* GIVEN TEXT

┌──

Weston v. Weston

205 N.W. 434 | Minn. | 1925

Lead Opinion

1 Reported in 205 N.W. 434. Action to confirm title, in plaintiff, to an undivided one-half interest in a 400-acre farm which he claims to own, under and by virtue of a certain deed of conveyance, signed on July 26, 1921, by his brother, Llwellyn M. Weston, since deceased. The cause was tried to the court, findings made and judgment ordered in favor of plaintiff. The defendant, Edwin M. Weston, made a motion, as an individual and as representative of the deceased's estate, for amended findings or for a new trial, and appealed from an order of the district court denying his motion.

It appears that the deceased was a farmer, owning a farm in Olmsted county, referred to as the Rochester farm, and one of 400 acres in Dodge county. He also owned a real estate mortgage of $29,000, live stock and farm implements of the value of about $3,000, some personal property such as household goods and personal belongings, a small amount of money in a bank subject to check, and he carried three insurance policies, upon his life, of $2,000 each, one of which was payable to his estate and in the other two his brother Edwin, was named as beneficiary. His wife predeceased him about three months. There were no children. His parents were dead and he had no brothers or sisters living save alone the two brothers who are parties to this action. He died at Rochester on August 28, 1921, following a surgical operation, at which time he was owing $11,872.15.

└──

* TASK LIST
1. Decide whether each statement agrees with the Weston v. Weston opinion, answering yes or no and quoting the words that settle it: (a) The deceased died at Rochester on August 28, 1921. (b) The deceased's wife survived him. (c) Edwin was named as beneficiary on all three of the deceased's insurance policies.
2. List every dollar amount stated in the Weston v. Weston opinion, with what each one refers to.
3. Proceed with the Weston v. Weston opinion from the point where it stops.
The lines that follow come from a source separate from the Weston v. Weston opinion.

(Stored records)
┌──

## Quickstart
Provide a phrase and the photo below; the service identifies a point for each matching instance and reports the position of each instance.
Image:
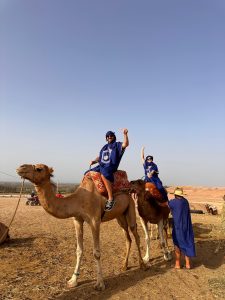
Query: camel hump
(120, 181)
(155, 193)
(3, 233)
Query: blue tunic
(109, 160)
(149, 167)
(183, 235)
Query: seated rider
(109, 159)
(151, 173)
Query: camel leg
(163, 242)
(79, 234)
(131, 220)
(123, 223)
(144, 225)
(95, 228)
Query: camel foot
(72, 283)
(99, 286)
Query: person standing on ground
(109, 159)
(151, 173)
(182, 233)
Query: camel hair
(146, 196)
(84, 205)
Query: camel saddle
(3, 233)
(120, 181)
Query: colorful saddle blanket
(120, 181)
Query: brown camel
(85, 205)
(147, 197)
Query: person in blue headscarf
(151, 173)
(109, 159)
(182, 234)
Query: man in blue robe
(151, 173)
(109, 160)
(182, 234)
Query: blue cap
(109, 133)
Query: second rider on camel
(109, 159)
(151, 173)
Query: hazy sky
(72, 70)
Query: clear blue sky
(72, 70)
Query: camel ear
(51, 171)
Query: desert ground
(40, 256)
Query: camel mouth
(21, 173)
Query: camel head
(37, 174)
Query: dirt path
(41, 254)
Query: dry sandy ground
(41, 254)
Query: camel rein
(7, 229)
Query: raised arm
(143, 154)
(125, 138)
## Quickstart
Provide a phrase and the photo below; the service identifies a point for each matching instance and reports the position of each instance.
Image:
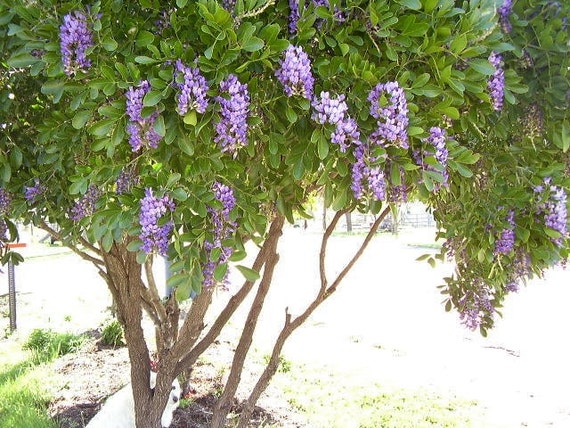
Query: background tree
(189, 128)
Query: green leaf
(134, 245)
(21, 60)
(110, 44)
(144, 38)
(141, 59)
(411, 4)
(248, 273)
(253, 44)
(482, 66)
(102, 128)
(152, 98)
(190, 118)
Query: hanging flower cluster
(496, 84)
(126, 180)
(223, 228)
(32, 193)
(75, 39)
(85, 206)
(506, 242)
(333, 111)
(193, 89)
(155, 236)
(231, 129)
(295, 74)
(437, 148)
(475, 305)
(504, 12)
(363, 173)
(389, 107)
(140, 129)
(552, 207)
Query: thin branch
(233, 304)
(359, 252)
(150, 293)
(324, 242)
(84, 255)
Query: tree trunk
(224, 403)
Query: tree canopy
(185, 127)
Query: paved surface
(385, 323)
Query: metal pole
(12, 296)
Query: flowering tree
(188, 128)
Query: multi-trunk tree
(187, 129)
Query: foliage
(187, 128)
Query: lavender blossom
(193, 89)
(155, 236)
(329, 110)
(126, 180)
(389, 107)
(363, 173)
(85, 206)
(496, 84)
(31, 193)
(553, 208)
(475, 305)
(346, 132)
(506, 242)
(223, 228)
(294, 16)
(141, 130)
(504, 12)
(75, 40)
(295, 73)
(5, 200)
(231, 129)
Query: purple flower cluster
(328, 110)
(389, 107)
(126, 180)
(363, 173)
(294, 15)
(475, 305)
(399, 193)
(193, 89)
(223, 228)
(437, 139)
(5, 200)
(496, 83)
(553, 208)
(506, 242)
(85, 206)
(295, 73)
(75, 39)
(155, 236)
(31, 193)
(504, 12)
(140, 129)
(231, 129)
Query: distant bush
(46, 345)
(112, 334)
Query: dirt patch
(84, 379)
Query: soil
(398, 335)
(94, 372)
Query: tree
(189, 128)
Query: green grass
(25, 380)
(334, 400)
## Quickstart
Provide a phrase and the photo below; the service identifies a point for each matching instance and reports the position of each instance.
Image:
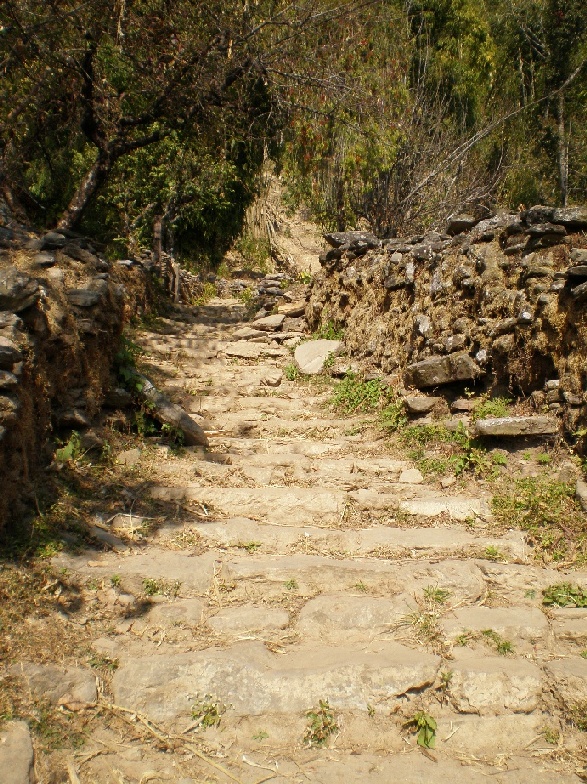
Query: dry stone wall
(499, 305)
(62, 309)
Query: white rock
(312, 354)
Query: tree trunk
(85, 190)
(563, 150)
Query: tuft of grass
(564, 595)
(502, 646)
(425, 726)
(208, 712)
(153, 587)
(321, 724)
(292, 372)
(328, 331)
(548, 510)
(488, 407)
(207, 293)
(353, 395)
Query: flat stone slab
(352, 618)
(522, 623)
(494, 685)
(242, 349)
(568, 678)
(254, 681)
(411, 476)
(58, 684)
(16, 754)
(184, 611)
(292, 505)
(318, 573)
(442, 370)
(269, 323)
(570, 624)
(458, 507)
(193, 572)
(517, 426)
(247, 333)
(311, 355)
(247, 618)
(420, 405)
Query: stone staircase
(310, 569)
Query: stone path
(305, 564)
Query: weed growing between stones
(548, 510)
(502, 646)
(491, 407)
(328, 331)
(422, 723)
(564, 595)
(208, 712)
(168, 588)
(321, 724)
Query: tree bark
(85, 190)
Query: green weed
(491, 407)
(322, 724)
(292, 372)
(564, 595)
(208, 292)
(352, 395)
(502, 646)
(153, 587)
(328, 331)
(425, 726)
(208, 712)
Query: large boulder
(439, 370)
(311, 356)
(17, 291)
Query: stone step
(255, 682)
(278, 446)
(309, 575)
(381, 541)
(293, 505)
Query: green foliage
(425, 726)
(292, 372)
(536, 502)
(491, 407)
(71, 450)
(564, 595)
(502, 646)
(328, 331)
(353, 395)
(208, 712)
(256, 252)
(208, 292)
(159, 587)
(321, 724)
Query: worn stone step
(296, 505)
(191, 573)
(255, 682)
(379, 540)
(525, 627)
(308, 575)
(494, 684)
(424, 502)
(278, 446)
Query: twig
(165, 739)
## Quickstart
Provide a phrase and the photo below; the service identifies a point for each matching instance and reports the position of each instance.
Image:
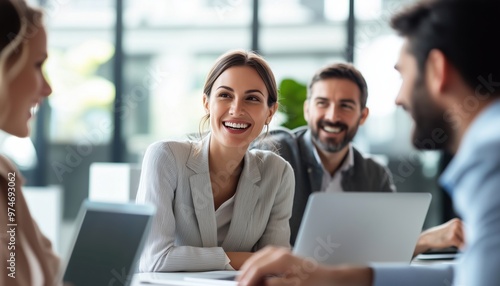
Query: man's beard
(431, 131)
(332, 145)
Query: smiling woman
(217, 201)
(25, 253)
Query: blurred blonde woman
(26, 254)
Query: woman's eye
(254, 98)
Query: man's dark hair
(342, 71)
(465, 31)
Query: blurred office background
(126, 73)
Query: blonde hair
(19, 24)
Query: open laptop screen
(108, 244)
(361, 228)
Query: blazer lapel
(314, 170)
(246, 197)
(201, 193)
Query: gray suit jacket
(176, 179)
(296, 147)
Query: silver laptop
(360, 228)
(108, 243)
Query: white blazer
(175, 178)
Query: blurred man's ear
(436, 72)
(306, 110)
(364, 115)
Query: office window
(169, 48)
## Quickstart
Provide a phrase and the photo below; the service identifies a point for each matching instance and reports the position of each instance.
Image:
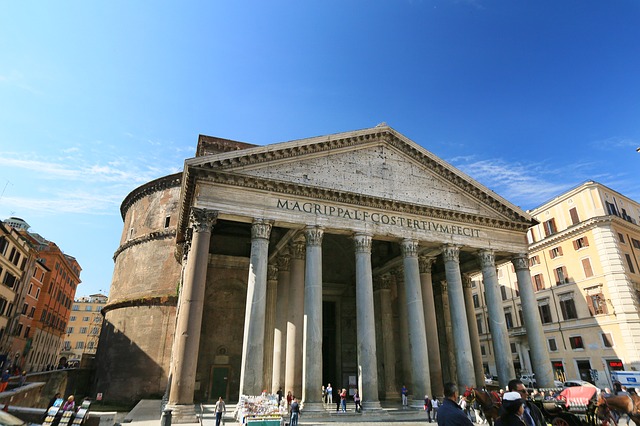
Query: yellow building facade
(585, 269)
(83, 329)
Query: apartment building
(585, 267)
(84, 326)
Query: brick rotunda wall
(135, 344)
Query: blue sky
(96, 98)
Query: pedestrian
(70, 404)
(404, 392)
(532, 415)
(356, 401)
(427, 407)
(220, 411)
(4, 380)
(434, 406)
(450, 413)
(513, 406)
(295, 413)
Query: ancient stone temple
(339, 259)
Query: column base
(183, 413)
(310, 407)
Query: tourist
(532, 415)
(220, 411)
(450, 413)
(295, 412)
(404, 392)
(513, 406)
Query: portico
(355, 228)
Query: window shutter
(592, 309)
(586, 265)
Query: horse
(624, 404)
(489, 406)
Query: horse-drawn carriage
(573, 406)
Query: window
(597, 304)
(508, 320)
(561, 275)
(581, 242)
(573, 212)
(550, 227)
(545, 313)
(476, 301)
(586, 267)
(555, 252)
(568, 308)
(630, 263)
(538, 282)
(576, 342)
(607, 340)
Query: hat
(511, 401)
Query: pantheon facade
(339, 259)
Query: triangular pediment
(376, 163)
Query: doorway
(219, 382)
(329, 340)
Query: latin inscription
(385, 219)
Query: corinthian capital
(520, 261)
(451, 252)
(425, 263)
(409, 247)
(314, 234)
(202, 220)
(261, 228)
(363, 243)
(487, 259)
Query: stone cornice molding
(148, 301)
(152, 236)
(148, 188)
(579, 229)
(220, 169)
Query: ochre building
(341, 259)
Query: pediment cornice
(221, 168)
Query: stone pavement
(147, 413)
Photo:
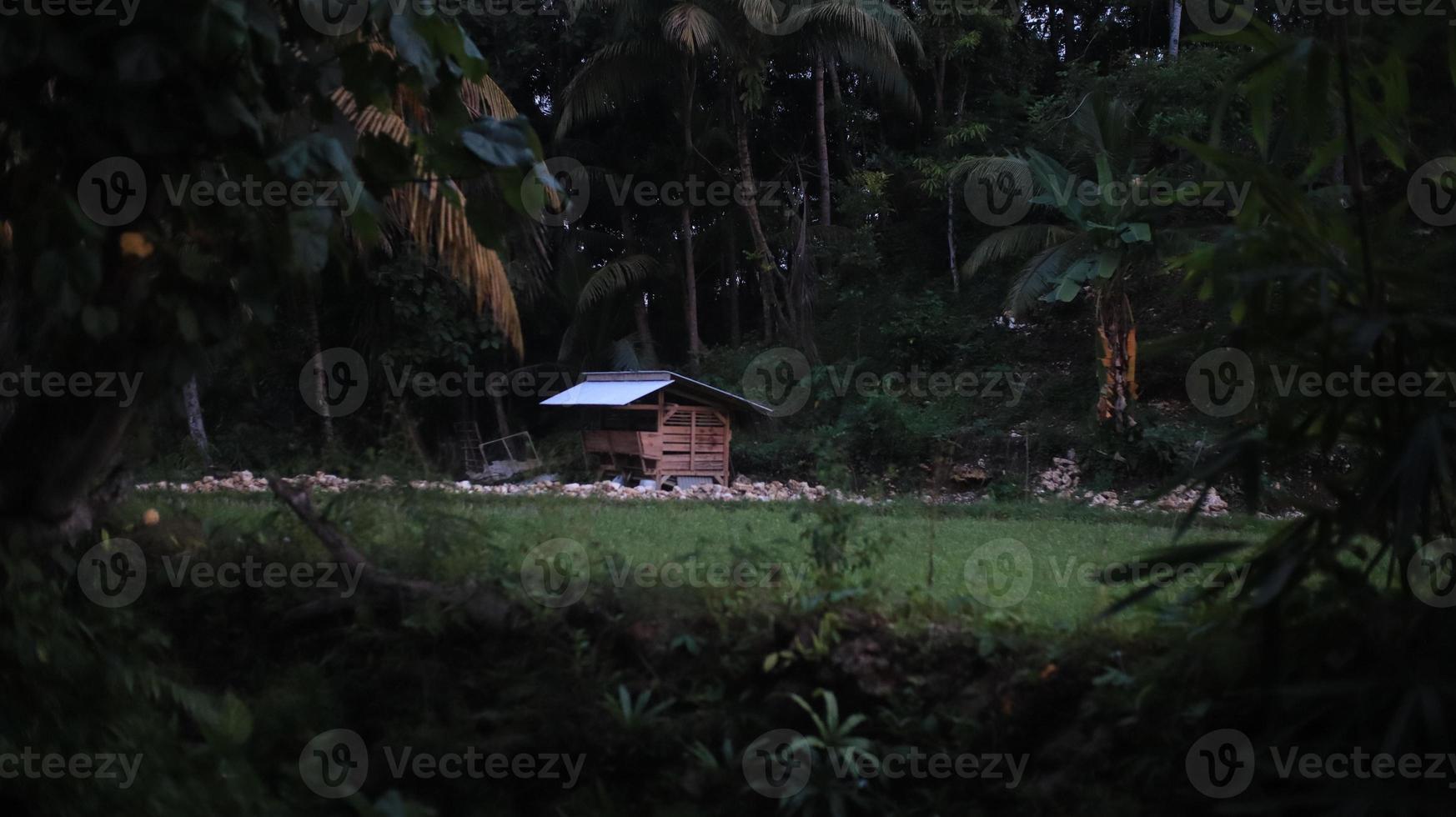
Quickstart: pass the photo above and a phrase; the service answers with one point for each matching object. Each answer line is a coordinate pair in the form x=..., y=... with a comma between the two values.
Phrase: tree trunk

└──

* TASK-BY-TASK OUTPUTS
1.
(a) Yes: "He died at Rochester on August 28, 1921"
(b) No: "His wife predeceased him about three months."
(c) No: "one of which was payable to his estate and in the other two his brother Edwin, was named as beneficiary"

2.
- $29,000: the real estate mortgage the deceased owned
- About $3,000: the value of his live stock and farm implements
- $2,000: the amount of each of his three life insurance policies
- $11,872.15: the amount he owed when he died

3.
In November, 1919, the deceased was owing a considerable amount to his niece, Lou Barton, and at that time, his wife joining, he deeded the Rochester farm to her on account of the amount he was owing her, and because of some present which had been promised her. This deed was not delivered nor recorded until after the death of the grantors therein named. *386

In the spring of 1921, decedent's health began to fail him. It became apparent that he must undergo a surgical operation. John Swendiman was his attorney and trusted friend. On June 13, 1921, Swendiman prepared a deed to the 400-acre farm, conveying it to the two brothers, share alike, also a bill of sale assigning the live stock and farm implements to Edwin, and an assignment of the real estate mortgage to Edwin. He then prepared a will for the deceased to execute. Llwellyn signed all of said instruments, so prepared by Swendiman, and then delivered them to Swendiman and instructed him orally to deliver them, together with the Lou Barton deed, to the proper parties after his death. On the following day, decedent executed his several notes, payable upon demand, as follows: One to Marion Hayes for $3,300; one to Marion Meade for $3,300; one to Blanche Meade for $2,150; and one to Fannie Bailey for $2,150, amounting, in the aggregate, to $10,900, being the amount which he was owing his wife at the time of her death. These notes were filed against the estate and constitute a part of the $11,872.15 indebtedness above mentioned.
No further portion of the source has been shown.